■ **ÜBUNGSAUFGABEN**
[1] Geben Sie einen Abschnitt aus dem Text zum Klimaschutz wortgetreu wieder. Beginnen Sie bei den Worten „Wir haben dieses“ und hören Sie nach „Grundsatz richtiger Anreiz.“ auf.
[2] Welche drei Eigenschaften soll das Monitoring laut dem Text zum Klimaschutz haben? Nennen Sie alle.
[3] Führen Sie den Text zum Klimaschutz im gleichen Stil über seinen letzten Satz hinaus weiter.

■ **DOKUMENTTEXT**
Es gibt im Augenblick in der Diskussion eine sehr große Nervosität. Deshalb will ich ganz klar sagen: Dieses Monitoring, diese Überwachung, wird glasklar im Klimaschutzgesetz verankert sein. Ansonsten werde ich nicht zulassen, dass wir es verabschieden. Das soll eigentlich schon am Mittwoch passieren; wir arbeiten daran. Ich werde jedenfalls dafür Sorge tragen, dass es ein verlässliches, überprüfbares und transparentes Monitoring gibt.

Wir haben in den letzten Wochen eine unglaublich kontroverse Diskussion zu den Maßnahmen, die wir vorschlagen, erlebt. Dazu möchte ich zwei Dinge sagen. Das eine ist, dass es manchmal Menschen zu geben scheint, die wissen, was in unseren Entwürfen steht, noch bevor man sie veröffentlicht hat. Ich glaube, das ist nicht die beste Grundlage für eine sinnvolle Diskussion. Außerdem gibt es – Herr Kretschmann hat das eben vorsichtig und liebevoll formuliert – Menschen, die glauben, dass die Vorschläge noch nicht ambitioniert genug sind. Wir werden uns ja auch im Bundesrat, in der zweiten Kammer, wieder begegnen.

Wir setzen darauf, dass die Menschen wissen, was an Verhaltensänderung in den nächsten Jahren stattfinden muss. In diesem Zusammenhang ist die CO2-Bepreisung das zentrale Element. Nun gibt es die Meinung: da muss man sehr stark einsteigen. Das haben uns auch Wissenschaftler empfohlen. Wir glauben, dass man etwas langsamer einsteigen sollte, um möglichst viele Menschen mitzunehmen, aber gegebenenfalls dann nachsteuern muss, wenn wir unsere Jahresscheibenvorgaben nicht erreichen.

Wir haben dieses Programm der Bepreisung – das ist ein marktwirtschaftliches Element – deshalb eingeführt, weil wir, wie auch von Herrn Kretschmann gesagt wurde, auf die Soziale Marktwirtschaft setzen. Wir glauben, dass sie eine ökologische Komponente braucht und dass die Innovationskraft unserer Unternehmen, unserer Start-ups und der Menschen am besten freigesetzt werden kann, wenn wir für CO2 und andere klimaschädliche Gase Preissignale setzen und jeder weiß: wenn ich CO2 emittiere, dann wird es für mich teurer; wenn ich das nicht tue, kann ich Geld sparen. Ich glaube, das ist ein im Grundsatz richtiger Anreiz.

■ **GESAMMELTE DATEN**

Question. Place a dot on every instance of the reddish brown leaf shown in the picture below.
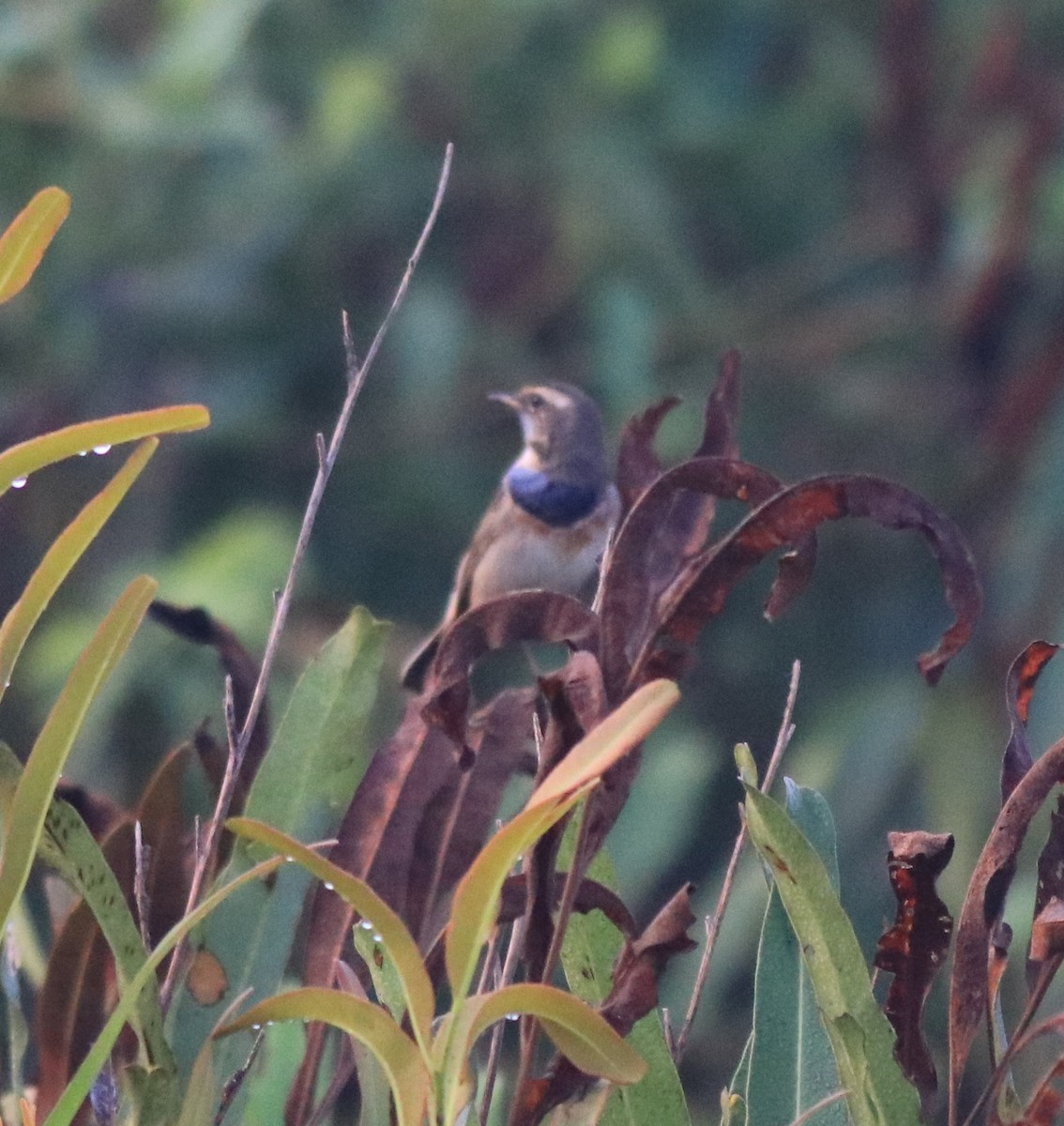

■ **LÖSUNGEN**
[1]
Wir haben dieses Programm der Bepreisung – das ist ein marktwirtschaftliches Element – deshalb eingeführt, weil wir, wie auch von Herrn Kretschmann gesagt wurde, auf die Soziale Marktwirtschaft setzen. Wir glauben, dass sie eine ökologische Komponente braucht und dass die Innovationskraft unserer Unternehmen, unserer Start-ups und der Menschen am besten freigesetzt werden kann, wenn wir für CO2 und andere klimaschädliche Gase Preissignale setzen und jeder weiß: wenn ich CO2 emittiere, dann wird es für mich teurer; wenn ich das nicht tue, kann ich Geld sparen. Ich glaube, das ist ein im Grundsatz richtiger Anreiz.

[2] verlässlich, überprüfbar, transparent

[3]
Wir glauben aber nicht, dass das alleine von Anfang an reicht. Deshalb haben wir eine Vielzahl an Maßnahmen eingeführt, die zu einem veränderten Verhalten führen werden, zum Beispiel im Wohnbereich. Denn wir haben zwar sehr ambitionierte Neubauauflagen für Wohngebäude, aber wir müssen im Altbestand noch vieles ändern. Das betrifft die Gebäudeisolierung ebenso wie die Heizung. Wir haben noch etwa 16 Millionen Ölheizungen in Deutschland. Nicht jeder kann sofort seine Heizung austauschen, aber mit einem Anreiz von 40 Prozent Zuschuss für den Austausch einer Ölheizung setzen wir ein deutliches Signal. Ab 2026 wollen wir nicht mehr zulassen, dass neue Ölheizungen eingebaut werden, es sei denn, man lebt in einer Ecke Deutschlands, in der es überhaupt keine andere Möglichkeit gibt. Aber da müssen wir auch die richtigen Rahmenbedingungen setzen.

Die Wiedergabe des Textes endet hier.